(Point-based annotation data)
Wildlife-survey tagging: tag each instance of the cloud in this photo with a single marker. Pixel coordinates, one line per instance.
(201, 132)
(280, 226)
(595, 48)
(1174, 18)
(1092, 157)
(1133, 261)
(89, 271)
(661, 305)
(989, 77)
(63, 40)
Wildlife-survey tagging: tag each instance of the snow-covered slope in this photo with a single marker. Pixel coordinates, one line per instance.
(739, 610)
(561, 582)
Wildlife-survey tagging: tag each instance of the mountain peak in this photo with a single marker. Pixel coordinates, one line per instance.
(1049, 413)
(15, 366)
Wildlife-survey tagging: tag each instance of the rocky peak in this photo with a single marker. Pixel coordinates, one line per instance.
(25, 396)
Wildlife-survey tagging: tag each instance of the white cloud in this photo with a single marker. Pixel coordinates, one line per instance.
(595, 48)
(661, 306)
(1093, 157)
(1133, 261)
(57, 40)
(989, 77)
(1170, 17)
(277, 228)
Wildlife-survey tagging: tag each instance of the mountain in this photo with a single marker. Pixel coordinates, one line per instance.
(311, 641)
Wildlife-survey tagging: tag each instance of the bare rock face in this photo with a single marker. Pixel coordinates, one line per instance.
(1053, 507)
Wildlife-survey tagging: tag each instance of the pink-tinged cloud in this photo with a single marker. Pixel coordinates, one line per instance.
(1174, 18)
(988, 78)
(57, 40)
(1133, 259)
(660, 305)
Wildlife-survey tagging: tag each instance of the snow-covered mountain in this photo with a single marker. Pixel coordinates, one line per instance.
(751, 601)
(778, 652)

* [Given problem] Can you copy everything in the records word for word, from the line containing "the snow-covered mountain" down to the end of the records?

* [Result]
Wildlife-survey tagging: tag each instance of the snow-covered mountain in this photo with a single marker. Pixel coordinates, one line per instance.
(751, 601)
(778, 652)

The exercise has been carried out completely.